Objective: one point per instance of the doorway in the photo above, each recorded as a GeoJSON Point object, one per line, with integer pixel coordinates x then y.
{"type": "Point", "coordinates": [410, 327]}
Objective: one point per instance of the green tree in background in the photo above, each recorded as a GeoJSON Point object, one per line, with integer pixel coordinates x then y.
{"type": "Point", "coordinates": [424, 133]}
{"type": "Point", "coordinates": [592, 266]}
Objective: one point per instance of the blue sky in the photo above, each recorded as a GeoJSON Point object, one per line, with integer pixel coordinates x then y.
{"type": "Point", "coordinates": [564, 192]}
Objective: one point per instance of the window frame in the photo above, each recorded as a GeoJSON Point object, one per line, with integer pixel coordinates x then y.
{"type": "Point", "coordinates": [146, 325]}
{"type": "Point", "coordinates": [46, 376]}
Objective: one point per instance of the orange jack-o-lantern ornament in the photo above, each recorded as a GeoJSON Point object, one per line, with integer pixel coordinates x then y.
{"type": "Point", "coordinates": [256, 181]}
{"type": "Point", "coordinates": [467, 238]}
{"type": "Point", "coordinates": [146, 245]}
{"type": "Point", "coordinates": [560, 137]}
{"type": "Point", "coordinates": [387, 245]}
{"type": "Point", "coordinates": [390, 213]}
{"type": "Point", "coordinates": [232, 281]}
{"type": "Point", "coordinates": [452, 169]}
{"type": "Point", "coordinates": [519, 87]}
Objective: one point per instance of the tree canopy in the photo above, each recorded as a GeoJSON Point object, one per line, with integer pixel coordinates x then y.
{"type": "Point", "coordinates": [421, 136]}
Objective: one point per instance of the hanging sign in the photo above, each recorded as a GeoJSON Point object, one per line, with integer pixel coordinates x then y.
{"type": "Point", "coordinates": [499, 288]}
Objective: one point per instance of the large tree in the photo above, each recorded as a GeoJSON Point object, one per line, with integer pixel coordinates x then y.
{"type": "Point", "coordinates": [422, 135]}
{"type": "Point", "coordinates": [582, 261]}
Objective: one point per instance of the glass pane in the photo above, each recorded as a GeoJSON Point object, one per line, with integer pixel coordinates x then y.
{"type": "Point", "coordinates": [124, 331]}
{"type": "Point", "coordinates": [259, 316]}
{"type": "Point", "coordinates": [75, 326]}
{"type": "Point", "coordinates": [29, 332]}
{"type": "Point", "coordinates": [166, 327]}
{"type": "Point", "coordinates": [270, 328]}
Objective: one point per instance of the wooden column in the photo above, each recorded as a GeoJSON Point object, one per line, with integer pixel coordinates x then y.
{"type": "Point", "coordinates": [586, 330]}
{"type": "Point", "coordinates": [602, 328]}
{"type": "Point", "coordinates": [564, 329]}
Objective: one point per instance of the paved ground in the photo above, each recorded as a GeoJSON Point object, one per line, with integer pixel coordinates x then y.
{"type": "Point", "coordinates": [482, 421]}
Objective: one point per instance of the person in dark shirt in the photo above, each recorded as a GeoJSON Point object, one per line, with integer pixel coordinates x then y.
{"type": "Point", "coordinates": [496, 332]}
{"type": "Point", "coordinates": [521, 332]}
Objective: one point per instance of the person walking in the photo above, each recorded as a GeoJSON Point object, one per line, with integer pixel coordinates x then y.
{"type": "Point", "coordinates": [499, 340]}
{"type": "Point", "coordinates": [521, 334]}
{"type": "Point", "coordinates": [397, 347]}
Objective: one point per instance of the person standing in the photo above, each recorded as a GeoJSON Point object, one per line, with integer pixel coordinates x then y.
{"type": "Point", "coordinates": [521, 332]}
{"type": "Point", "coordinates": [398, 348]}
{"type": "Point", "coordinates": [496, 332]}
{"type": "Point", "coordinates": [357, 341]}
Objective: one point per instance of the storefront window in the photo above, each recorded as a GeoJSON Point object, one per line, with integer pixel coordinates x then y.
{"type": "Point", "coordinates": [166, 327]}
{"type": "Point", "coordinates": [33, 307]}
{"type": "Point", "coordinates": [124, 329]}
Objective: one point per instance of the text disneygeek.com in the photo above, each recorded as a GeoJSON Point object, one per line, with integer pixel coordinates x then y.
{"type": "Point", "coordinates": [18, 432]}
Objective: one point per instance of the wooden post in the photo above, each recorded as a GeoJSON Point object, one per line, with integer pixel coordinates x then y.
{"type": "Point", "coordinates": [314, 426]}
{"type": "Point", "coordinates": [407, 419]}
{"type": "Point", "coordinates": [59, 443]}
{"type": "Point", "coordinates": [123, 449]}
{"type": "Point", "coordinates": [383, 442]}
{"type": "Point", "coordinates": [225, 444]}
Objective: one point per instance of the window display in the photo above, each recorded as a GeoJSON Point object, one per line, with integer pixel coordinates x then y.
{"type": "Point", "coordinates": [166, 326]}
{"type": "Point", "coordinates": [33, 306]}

- - - -

§ **DO THIS**
Nothing but the lines from the one with "Objective: one point per instance of the person walking" through the last line should be repeated, each exactly as it stands.

§ **THE SOLUTION**
Objective: one point per instance of the person walking in the photo above, each recorded as a GeoJSON Point object, one per line, with integer pixel coordinates x then y.
{"type": "Point", "coordinates": [499, 340]}
{"type": "Point", "coordinates": [521, 334]}
{"type": "Point", "coordinates": [397, 347]}
Objective: one point per instance of the person standing in the photo above, each recorded as a GeoJSON Point object, one per line, with integer pixel coordinates x then y.
{"type": "Point", "coordinates": [521, 332]}
{"type": "Point", "coordinates": [398, 348]}
{"type": "Point", "coordinates": [496, 332]}
{"type": "Point", "coordinates": [357, 341]}
Objective: one point per instance of the storefront window in the photo above, each recorded as a GeoJSON Point object, one per line, with integer pixel coordinates x then y.
{"type": "Point", "coordinates": [166, 327]}
{"type": "Point", "coordinates": [33, 307]}
{"type": "Point", "coordinates": [124, 329]}
Objective: one point per instance of the text disneygeek.com in the photo above, each recorded as a GeoJSON Point object, one per line, with integer pixel coordinates x then y.
{"type": "Point", "coordinates": [18, 432]}
Objective: one point per instance of the wooden post in the photo above, each recorded as a GeoJSON Point object, one per line, with integer pixel coordinates x then y.
{"type": "Point", "coordinates": [314, 426]}
{"type": "Point", "coordinates": [407, 419]}
{"type": "Point", "coordinates": [59, 443]}
{"type": "Point", "coordinates": [123, 449]}
{"type": "Point", "coordinates": [383, 442]}
{"type": "Point", "coordinates": [225, 444]}
Objective: one point per instance of the window display in the photo above, each recorded as a GeoJSON Point object, one per line, with integer pixel coordinates x then y.
{"type": "Point", "coordinates": [166, 326]}
{"type": "Point", "coordinates": [33, 306]}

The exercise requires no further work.